*REQUIRED TASKS*
1) Repeat the passage of the Assembly setup guide word for word, from "2. Define a" up to and including "- and add to the Assembly.".
2) Carry on the Assembly setup guide from its final sentence, keeping to its style and subject.

*QUOTED TEXT*
————————

Skip to content

Assembly

The easiest way to build an assembly is to use the assembly wizard. The following describes how a custom Assembly can be built manually using schemas, databases, pipelines and streams.

Overview of Assembly view with options to name, add schema, add database, add pipelines, add streams and set labels for an Assembly.
Overview of Assembly view with options to name, add schema, add database, add pipelines, add streams and set labels for an Assembly.

Set up

  1. Name the Assembly to create, e.g. expassembly.

  2. Define a schema into which data will be converted from its import format, to a format compatible with KX Insights Platform - and add to the Assembly.

  3. Configure the database to store and access our data, and add to the Assembly.

  4. Build a stream to push data to the database, and add to the Assembly.

————————

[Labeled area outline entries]
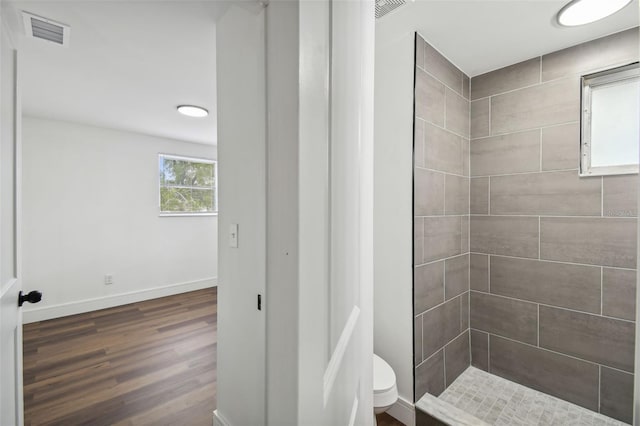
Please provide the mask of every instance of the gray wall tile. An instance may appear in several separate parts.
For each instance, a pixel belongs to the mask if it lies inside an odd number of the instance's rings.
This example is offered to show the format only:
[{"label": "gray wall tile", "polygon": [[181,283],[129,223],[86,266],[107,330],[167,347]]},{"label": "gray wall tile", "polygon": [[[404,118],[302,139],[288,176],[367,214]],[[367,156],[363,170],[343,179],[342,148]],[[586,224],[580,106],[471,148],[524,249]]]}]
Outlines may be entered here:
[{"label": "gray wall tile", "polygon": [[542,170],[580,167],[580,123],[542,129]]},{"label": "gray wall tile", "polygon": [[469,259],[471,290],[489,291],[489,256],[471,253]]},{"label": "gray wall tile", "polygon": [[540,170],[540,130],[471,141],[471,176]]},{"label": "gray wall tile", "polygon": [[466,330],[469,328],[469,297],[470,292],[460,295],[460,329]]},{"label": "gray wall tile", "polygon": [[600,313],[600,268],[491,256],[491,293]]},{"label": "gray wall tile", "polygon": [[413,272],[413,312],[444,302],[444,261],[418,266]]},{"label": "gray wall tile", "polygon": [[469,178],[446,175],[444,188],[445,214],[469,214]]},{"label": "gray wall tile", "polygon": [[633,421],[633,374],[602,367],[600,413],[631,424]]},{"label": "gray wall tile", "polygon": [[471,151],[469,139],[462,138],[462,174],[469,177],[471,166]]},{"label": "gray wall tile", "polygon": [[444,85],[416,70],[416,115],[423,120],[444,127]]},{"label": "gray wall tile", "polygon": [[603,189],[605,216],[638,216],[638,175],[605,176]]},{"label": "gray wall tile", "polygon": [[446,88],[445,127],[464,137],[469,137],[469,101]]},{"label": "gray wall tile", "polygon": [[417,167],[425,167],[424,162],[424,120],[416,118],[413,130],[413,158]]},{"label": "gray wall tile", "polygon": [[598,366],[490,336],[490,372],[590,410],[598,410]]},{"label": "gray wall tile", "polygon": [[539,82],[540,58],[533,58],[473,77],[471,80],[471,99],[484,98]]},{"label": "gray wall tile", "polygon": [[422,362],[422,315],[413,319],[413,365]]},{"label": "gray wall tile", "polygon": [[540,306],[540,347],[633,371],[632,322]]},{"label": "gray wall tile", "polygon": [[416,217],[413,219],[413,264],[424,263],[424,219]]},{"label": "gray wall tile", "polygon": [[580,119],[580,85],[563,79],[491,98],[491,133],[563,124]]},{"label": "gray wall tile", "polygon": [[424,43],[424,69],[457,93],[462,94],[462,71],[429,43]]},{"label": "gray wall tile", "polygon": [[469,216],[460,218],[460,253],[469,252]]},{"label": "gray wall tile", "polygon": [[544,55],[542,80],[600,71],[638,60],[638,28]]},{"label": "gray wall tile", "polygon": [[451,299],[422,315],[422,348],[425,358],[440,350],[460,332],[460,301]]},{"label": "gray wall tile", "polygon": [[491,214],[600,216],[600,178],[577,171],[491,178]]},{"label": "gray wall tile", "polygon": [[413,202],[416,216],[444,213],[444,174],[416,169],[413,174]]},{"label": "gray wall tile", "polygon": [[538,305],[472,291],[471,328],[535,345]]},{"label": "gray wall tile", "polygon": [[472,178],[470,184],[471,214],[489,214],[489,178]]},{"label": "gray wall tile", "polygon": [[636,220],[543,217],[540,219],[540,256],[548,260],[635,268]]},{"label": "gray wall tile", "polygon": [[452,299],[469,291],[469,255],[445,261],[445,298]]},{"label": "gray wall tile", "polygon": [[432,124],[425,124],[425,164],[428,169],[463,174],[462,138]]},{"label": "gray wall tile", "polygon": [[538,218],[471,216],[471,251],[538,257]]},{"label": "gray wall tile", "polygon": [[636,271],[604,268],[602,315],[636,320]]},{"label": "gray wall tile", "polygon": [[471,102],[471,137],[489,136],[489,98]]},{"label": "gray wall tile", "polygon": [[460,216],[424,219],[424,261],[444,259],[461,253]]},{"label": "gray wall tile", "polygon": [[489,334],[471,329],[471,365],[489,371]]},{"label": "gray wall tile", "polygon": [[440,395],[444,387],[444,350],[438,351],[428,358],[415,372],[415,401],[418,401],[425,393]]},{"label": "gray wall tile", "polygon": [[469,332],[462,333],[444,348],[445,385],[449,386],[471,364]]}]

————————

*TASK-BY-TASK ANSWERS*
1)
2. Define a schema into which data will be converted from its import format, to a format compatible with KX Insights Platform - and add to the Assembly.

2)
  5. Assign label name(s) and associated value(s). Labels allow users query data stored on multiple Assemblies with a shared label name. By default, a database label name matching the name given to the Assembly is assigned. An assembly must have at least one label before it can be saved and deployed.

  6. Save the Assembly.

  7. Create a pipeline to get data from source to the database. An assembly does not require a pipeline to be deployed. However, an assembly does need to be saved for its database to be available when building pipelines.

  8. If an Assembly is using too many resources; e.g. CPU and/or memory, you can tear it down to free up those resources.

Assembly Name

Assembly name must consist of lower case alphanumeric characters, '-' or '.', and must start and end with an alphanumeric character.

Sample Expression Assembly

An Assembly to build a table generated from a kdb expression. The table will have two columns; one for time and a second of random numbers.

Schema

  • Open a schema document.

  • Set the table name to exptable and the schema name to expschema.

  • Our table will have two columns which will have the following properties:

Name* Type*
date Timestamp
cnt Integer

Timestamp data column required for each table in a Schema.

This simple table has only two columns, but all tables in a schema must have a timestamp column for data to be partitioned inside KX Insights Platform.

  • For Table Properties remove the primary key and set the following properties:
Primary Keys: (blank)
Description: (blank)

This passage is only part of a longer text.